Exercise directions. The entire listing below is to be transcribed without a single slip.

○ ○ ○ ○ ○ ○ ○

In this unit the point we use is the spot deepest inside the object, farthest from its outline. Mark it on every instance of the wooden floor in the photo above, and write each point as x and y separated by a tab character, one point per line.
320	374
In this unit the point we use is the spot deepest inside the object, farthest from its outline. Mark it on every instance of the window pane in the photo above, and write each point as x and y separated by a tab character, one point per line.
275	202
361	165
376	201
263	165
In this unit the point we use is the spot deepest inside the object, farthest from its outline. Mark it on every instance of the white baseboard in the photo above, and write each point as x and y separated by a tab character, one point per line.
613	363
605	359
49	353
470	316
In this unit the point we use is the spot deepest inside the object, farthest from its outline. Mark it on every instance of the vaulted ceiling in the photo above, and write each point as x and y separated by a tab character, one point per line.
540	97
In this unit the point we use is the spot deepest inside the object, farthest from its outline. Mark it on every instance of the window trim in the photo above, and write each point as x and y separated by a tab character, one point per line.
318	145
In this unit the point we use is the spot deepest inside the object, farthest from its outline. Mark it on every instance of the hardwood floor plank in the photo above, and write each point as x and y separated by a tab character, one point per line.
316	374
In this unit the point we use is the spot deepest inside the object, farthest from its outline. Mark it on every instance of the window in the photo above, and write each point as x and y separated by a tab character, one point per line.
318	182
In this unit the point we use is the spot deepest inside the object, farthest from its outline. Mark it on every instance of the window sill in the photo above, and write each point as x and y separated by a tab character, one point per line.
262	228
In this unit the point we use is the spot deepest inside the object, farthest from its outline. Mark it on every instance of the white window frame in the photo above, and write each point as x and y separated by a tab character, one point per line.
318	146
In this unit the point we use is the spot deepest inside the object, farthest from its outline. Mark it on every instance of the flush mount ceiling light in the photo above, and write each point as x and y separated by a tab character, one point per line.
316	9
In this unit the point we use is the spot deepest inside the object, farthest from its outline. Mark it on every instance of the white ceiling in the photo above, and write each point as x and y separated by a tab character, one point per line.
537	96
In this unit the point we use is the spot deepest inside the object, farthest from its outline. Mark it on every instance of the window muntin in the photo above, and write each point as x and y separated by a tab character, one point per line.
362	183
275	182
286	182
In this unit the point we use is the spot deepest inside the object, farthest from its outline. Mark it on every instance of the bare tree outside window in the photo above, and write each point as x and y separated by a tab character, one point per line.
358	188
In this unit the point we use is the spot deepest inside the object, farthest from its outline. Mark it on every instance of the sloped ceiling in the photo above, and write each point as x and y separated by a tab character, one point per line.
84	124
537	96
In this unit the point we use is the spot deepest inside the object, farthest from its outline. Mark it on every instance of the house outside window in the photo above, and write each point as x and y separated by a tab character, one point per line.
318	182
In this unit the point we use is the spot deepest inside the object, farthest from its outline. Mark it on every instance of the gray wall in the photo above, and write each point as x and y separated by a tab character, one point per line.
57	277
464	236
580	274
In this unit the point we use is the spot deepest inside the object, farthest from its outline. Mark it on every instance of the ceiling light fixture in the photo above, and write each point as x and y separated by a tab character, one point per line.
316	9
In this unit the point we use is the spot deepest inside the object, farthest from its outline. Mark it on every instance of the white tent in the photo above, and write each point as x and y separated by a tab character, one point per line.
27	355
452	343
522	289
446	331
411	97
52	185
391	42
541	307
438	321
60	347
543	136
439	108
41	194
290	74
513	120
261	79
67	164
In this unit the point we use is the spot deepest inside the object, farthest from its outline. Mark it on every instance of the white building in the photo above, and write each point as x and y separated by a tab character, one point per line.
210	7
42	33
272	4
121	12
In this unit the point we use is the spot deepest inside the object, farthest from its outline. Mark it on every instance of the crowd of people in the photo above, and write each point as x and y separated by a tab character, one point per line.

○ ○ ○ ○ ○ ○ ○

Response below.
In this unit the point we use is the spot deepest inside the object, farthest from its outline. Mark it on every instance of the wooden floor in the photo above, and write each point as x and y separated by a tab character, one point per line.
320	374
In this unit the point we use is the spot deepest inside the object, farthest from its outline. Mark it on every instance of the window pane in the photo above, and write each point as x and y separated by a tab character, one point per line.
275	202
361	165
376	201
263	165
In this unit the point we use is the spot deepest inside the object, farthest from its outline. Mark it on every instance of the white baseboard in the photo above, and write each point as x and y separated by a tab character, one point per line.
613	363
605	359
49	353
470	316
In this unit the point we use is the spot deepest inside the object, farthest from its outline. Mark it on every instance of the vaulted ceiling in the photo above, and write each point as x and y separated by a tab character, one point per line.
540	97
In this unit the point we use is the spot deepest inside the object, farthest from its outline. Mark it on every instance of the window trim in the photo above, and write each point as x and y separated by a tab character, one point per line.
318	145
In this unit the point we use is the spot deepest inside the object, farthest from its outline. Mark it on every instance of the hardwood floor plank in the photo above, and write each point as x and y separated by a tab character, one point per line.
316	374
In this unit the point we use is the spot deepest inside the object, farthest from its outline. Mark it on every instance of the window in the photo above, and write each point as x and y separated by a tab character, one point per line.
318	182
In this unit the point we use is the spot deepest inside the object, farthest from its outline. Mark it on every instance of the window sill in the photo above, and write each point as x and y separated by a tab character, one point per line.
262	228
In this unit the point we use is the spot deepest inside the object, farthest from its outline. Mark it on every instance of the white window frame in the photo above, and write each point as x and y separated by a tab character, one point per line.
318	146
In this unit the point we use is the spot deepest inside the object, farthest from its outline. Mark it on every instance of the flush mount ceiling light in the photo above, and write each point as x and y separated by a tab character, one point per line.
316	9
In this unit the point we use is the spot deepest inside the object, farthest from its outline. Mark it on every instance of the white ceiling in the photo above, and write each point as x and y separated by a tab character, one point per line.
537	96
In this unit the point we use is the spot deepest inside the object, farthest from its outline. Mark it on every instance of the window muntin in the photo above, and write each point as x and y separated by a tab character, one point per line.
362	183
275	182
286	182
In this unit the point we use is the spot deepest inside the object, farthest from its outline. Mark it on every instance of the bare tree outside window in the photo above, and write each point as x and y separated by a tab character, one point per line.
358	188
In this unit the point we use is the spot deepest inside the object, farthest from its outline. Mark it on every instance of the sloped ceiling in the photo above, and write each point as x and y separated by a tab character, one point per line.
84	124
537	96
In this unit the point we use is the spot deepest inside the object, farthest from its outline. Mark it on every instance of the house outside window in the photo above, and write each point as x and y separated by a tab character, one point per line.
318	182
In this unit the point we use is the spot deepest inside the object, farthest from its outline. Mark it on every instance of the gray wall in the photo above, and write each point as x and y separated by a tab character, one point per line.
57	277
464	236
580	274
In this unit the point we use is the spot deepest inside the object, farthest from its outline. Mark it on every instance of the ceiling light fixture in the photo above, and write each point as x and y separated by a tab character, one point per line.
316	9
In this unit the point we use is the spot deepest inside the object, farthest from its outline. Mark it on every instance of the white tent in the photo above, and write each point as x and y separated by a tab character, one point per line.
27	355
452	343
522	289
446	331
411	97
52	185
391	42
541	307
438	321
60	347
543	136
439	108
41	194
290	74
513	120
261	79
67	164
In this unit the point we use is the spot deepest inside the object, farthest from its outline. Mark it on every instance of the white building in the photo above, and write each point as x and y separated by a tab character, one point per line.
210	7
42	33
272	4
121	12
In this unit the point we use is the spot deepest inside the object, farthest from its outline. Mark it on every instance of the crowd of people in the photo above, and write each point as x and y separated by a tab character, one point per line.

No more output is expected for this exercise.